> **Provided data**
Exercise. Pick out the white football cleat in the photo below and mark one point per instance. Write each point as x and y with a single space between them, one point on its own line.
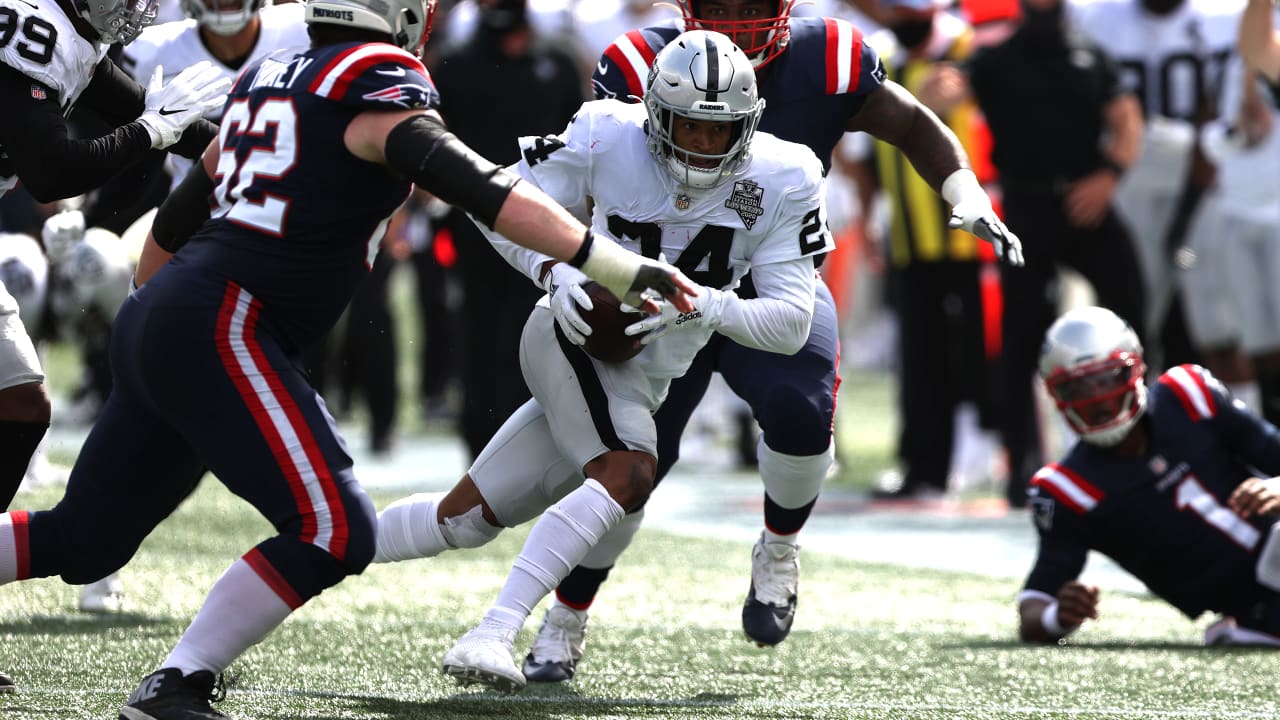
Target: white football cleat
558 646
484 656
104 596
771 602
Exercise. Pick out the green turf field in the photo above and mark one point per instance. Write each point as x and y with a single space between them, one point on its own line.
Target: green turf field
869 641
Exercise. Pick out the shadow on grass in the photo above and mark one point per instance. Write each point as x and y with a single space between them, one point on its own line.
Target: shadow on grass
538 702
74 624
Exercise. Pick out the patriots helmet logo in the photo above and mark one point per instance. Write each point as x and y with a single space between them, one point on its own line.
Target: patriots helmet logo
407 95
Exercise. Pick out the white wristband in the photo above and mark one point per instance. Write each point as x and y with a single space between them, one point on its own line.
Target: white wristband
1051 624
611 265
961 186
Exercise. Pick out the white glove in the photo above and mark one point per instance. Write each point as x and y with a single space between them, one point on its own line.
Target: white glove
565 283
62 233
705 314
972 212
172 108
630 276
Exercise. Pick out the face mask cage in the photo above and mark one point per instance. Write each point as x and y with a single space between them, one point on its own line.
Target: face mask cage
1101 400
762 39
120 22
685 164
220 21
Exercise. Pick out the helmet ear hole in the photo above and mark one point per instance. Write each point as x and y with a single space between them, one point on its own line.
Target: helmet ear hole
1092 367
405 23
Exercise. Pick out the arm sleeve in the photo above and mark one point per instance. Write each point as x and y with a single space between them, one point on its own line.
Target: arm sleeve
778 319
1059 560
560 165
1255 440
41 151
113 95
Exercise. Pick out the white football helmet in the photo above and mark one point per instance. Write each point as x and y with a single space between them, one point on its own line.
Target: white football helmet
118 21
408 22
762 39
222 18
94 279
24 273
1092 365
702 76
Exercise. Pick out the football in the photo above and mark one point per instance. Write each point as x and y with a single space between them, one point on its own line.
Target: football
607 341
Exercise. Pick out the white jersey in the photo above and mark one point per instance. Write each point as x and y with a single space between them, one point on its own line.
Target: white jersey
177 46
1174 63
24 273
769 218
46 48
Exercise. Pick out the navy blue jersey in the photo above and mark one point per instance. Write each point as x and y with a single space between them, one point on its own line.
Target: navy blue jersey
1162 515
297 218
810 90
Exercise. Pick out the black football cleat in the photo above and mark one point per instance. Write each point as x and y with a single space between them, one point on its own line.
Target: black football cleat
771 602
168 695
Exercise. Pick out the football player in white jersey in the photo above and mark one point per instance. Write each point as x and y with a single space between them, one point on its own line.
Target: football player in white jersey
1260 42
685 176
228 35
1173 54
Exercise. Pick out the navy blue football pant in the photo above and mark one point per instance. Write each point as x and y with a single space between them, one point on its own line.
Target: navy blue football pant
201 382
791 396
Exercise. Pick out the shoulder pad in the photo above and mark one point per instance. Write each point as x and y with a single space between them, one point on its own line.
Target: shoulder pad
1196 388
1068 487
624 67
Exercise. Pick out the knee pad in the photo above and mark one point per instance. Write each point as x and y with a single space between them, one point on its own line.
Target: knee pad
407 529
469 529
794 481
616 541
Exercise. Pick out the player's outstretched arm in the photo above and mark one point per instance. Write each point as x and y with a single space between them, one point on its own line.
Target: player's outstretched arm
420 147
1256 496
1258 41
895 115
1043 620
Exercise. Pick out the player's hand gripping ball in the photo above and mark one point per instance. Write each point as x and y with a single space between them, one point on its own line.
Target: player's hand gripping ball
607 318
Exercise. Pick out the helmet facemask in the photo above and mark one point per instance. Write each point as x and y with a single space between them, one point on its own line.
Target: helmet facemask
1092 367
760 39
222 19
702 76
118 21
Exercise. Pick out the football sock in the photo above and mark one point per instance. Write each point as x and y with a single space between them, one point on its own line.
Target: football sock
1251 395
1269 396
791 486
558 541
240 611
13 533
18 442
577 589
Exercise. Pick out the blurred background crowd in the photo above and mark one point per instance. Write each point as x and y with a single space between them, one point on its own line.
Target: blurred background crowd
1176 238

---

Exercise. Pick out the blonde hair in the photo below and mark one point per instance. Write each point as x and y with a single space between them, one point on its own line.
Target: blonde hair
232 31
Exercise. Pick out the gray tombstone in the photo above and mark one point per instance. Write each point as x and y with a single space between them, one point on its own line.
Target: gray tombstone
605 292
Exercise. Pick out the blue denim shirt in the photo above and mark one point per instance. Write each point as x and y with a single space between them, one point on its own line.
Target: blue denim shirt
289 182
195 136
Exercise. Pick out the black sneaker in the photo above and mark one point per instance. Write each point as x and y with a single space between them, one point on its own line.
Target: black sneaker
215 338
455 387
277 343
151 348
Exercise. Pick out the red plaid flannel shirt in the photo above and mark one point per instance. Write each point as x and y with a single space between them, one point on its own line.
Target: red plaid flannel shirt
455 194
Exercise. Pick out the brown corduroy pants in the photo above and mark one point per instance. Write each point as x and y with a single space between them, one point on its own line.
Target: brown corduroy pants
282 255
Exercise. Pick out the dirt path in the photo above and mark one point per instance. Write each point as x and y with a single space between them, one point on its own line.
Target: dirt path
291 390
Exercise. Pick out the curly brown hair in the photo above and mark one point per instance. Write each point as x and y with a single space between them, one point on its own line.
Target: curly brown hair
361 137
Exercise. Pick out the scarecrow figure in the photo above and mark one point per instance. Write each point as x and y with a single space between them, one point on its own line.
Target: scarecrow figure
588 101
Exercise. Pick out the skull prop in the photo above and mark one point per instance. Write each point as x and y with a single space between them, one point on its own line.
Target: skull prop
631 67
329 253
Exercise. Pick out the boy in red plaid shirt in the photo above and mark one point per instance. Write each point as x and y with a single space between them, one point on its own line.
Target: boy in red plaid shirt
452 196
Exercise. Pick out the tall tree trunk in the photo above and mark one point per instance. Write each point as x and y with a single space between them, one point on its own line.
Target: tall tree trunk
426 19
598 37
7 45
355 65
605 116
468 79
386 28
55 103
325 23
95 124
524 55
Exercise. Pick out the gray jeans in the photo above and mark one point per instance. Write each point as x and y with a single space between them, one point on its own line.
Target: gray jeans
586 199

> **Description of the task**
Word for word, restate the lines above from the one with "Exercise. Pick out the white football cleat" through the one with "Exercise. Pick out the patriots", keeping both ends and dropping the pictures.

> **Solution to the problem**
Exercise. Pick out the white football cleat in the photo below and mark one point per instance. Write each point as x and y with a single space between them, one point on its own line.
Target: white football cleat
558 646
484 656
104 596
771 602
Exercise. Pick out the green turf field in the photo above and mark one point per instance. Write each point as x and y with a single space between them, one point on its own line.
Target: green turf field
869 641
Exercise. Pick out the shadow on grass in the photo above and mark one point per instance. Write each point as x and y with a single space between them, one point on its own line.
Target: shadow on grass
538 702
74 624
Exercise. Pick out the patriots helmet logo in the photo above and mark one point per instance. Write each point as x and y with a single space between them, one point on its own line.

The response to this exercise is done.